━━ Extracted entries

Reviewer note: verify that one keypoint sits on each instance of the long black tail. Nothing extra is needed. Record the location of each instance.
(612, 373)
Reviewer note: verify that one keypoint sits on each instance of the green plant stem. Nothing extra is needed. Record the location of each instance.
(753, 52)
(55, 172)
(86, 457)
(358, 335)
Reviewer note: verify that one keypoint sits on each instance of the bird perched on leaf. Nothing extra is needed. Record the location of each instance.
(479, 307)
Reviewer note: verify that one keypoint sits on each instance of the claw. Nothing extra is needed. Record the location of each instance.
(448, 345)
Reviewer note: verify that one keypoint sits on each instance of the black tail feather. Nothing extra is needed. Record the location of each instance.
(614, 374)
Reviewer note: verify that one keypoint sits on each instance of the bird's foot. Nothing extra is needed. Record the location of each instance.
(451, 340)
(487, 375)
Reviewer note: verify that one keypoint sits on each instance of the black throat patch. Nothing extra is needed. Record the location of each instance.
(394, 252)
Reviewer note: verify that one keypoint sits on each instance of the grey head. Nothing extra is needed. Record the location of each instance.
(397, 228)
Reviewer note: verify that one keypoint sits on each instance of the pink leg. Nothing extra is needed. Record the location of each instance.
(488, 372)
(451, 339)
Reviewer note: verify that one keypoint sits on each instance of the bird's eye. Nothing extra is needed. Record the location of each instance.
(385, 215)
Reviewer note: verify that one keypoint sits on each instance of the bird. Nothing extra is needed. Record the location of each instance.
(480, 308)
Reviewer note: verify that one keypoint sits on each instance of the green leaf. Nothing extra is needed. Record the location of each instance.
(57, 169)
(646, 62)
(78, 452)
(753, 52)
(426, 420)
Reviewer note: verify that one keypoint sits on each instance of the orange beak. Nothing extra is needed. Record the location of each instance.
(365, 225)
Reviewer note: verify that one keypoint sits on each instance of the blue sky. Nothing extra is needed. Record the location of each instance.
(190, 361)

━━━━

◆ **How to complete this task**
Go through the listing and write out each line exactly.

◆ **Exercise solution**
Reviewer note: verify that one keypoint sits on each instance of the long black tail. Nothing extra is needed. Record the location of each instance.
(612, 373)
Reviewer note: verify that one keypoint sits on each instance of the green plant stem. Nothing extra is needed. Record the location of each instance.
(753, 52)
(55, 172)
(86, 457)
(358, 335)
Reviewer note: verify that one keypoint sits on each instance of the bird perched on leaf. Nothing extra is needed. Record the location of each instance.
(479, 307)
Reviewer note: verify that one keypoint sits on each instance of the claw. Nothing extra is needed. Record the location of each instance.
(448, 345)
Reviewer note: verify that one keypoint sits on each instance of the black tail feather. Nothing extra is needed. Record the location of each instance.
(614, 374)
Reviewer note: verify that one keypoint sits on each instance of the bird's foot. Nothing extra is needed. Record the location of each instance.
(451, 340)
(487, 375)
Reviewer note: verify that one keypoint sits on each instance of the black throat patch. Nothing extra is needed. Record the location of each instance.
(394, 252)
Reviewer note: verify that one keypoint sits on each instance of the grey head. Nothing extra is needed. Record the location of each instance.
(397, 228)
Reviewer note: verify that one keypoint sits on each instance of the pink leg. Nothing extra is needed. Record the location of each instance.
(488, 372)
(451, 339)
Reviewer note: verify that one keypoint sits on each instance of the bird's eye. Nothing extra is needed. Record the location of each instance.
(385, 215)
Reviewer note: verify that one keypoint sits on each instance of the bird. Nothing extra is needed. Record the location of each instance.
(480, 308)
Reviewer note: verify that one keypoint sits on each instance of the green leaf. Nothing extra is needed. Record the location of each instance.
(57, 169)
(646, 62)
(78, 452)
(753, 52)
(426, 420)
Reviewer note: verify that one keypoint sits on each instance of the orange beak. Nothing extra is needed. Record the location of each instance.
(365, 225)
Reviewer note: verify that one keypoint sits on each instance of the blue sky. Nothing extra is needed. Record the location of each instance.
(190, 361)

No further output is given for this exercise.